═══ MATERIAL FOR THIS EXERCISE ═══

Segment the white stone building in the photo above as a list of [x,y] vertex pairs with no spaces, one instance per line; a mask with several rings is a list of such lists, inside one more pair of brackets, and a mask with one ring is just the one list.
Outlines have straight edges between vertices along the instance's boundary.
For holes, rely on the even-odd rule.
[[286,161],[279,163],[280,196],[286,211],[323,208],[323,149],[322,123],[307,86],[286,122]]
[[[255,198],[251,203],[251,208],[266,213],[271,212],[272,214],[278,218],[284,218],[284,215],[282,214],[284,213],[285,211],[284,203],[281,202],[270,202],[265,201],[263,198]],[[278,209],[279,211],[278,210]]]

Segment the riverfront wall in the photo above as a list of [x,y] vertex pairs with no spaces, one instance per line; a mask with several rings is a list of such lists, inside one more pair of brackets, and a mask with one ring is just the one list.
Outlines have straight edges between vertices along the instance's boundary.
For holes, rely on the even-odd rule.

═══

- WRITTEN INSTRUCTION
Can you repeat these records, switching every "vertex pairs" to "coordinate pairs" and leaving everything else unchanged?

- TASK ANSWER
Segment the white stone building in the photo above as a list of [x,y] coordinate pairs with no spaces, one instance per line; a mask with several rings is a list of such lists, inside one more pair of brackets, and a mask with one ring is just the one list.
Outlines have straight edges between vertices along the instance's boundary.
For holes, rely on the even-odd rule.
[[286,161],[279,163],[280,196],[286,211],[323,208],[323,149],[322,123],[307,86],[286,122]]
[[[255,198],[251,203],[251,208],[266,213],[271,212],[272,214],[278,218],[284,218],[284,215],[282,214],[284,213],[285,211],[284,203],[281,202],[270,202],[265,201],[263,198]],[[278,209],[279,211],[278,210]]]

Segment the riverfront wall in the photo above as a list of [x,y] coordinate pairs with no spaces, one instance per line; a mask with several rings is a list of such lists, inside one more pair of brackets, and a mask with one ring is just the one list.
Outlines have straight edges between vertices along the instance's boundary.
For holes, rely on the even-odd rule.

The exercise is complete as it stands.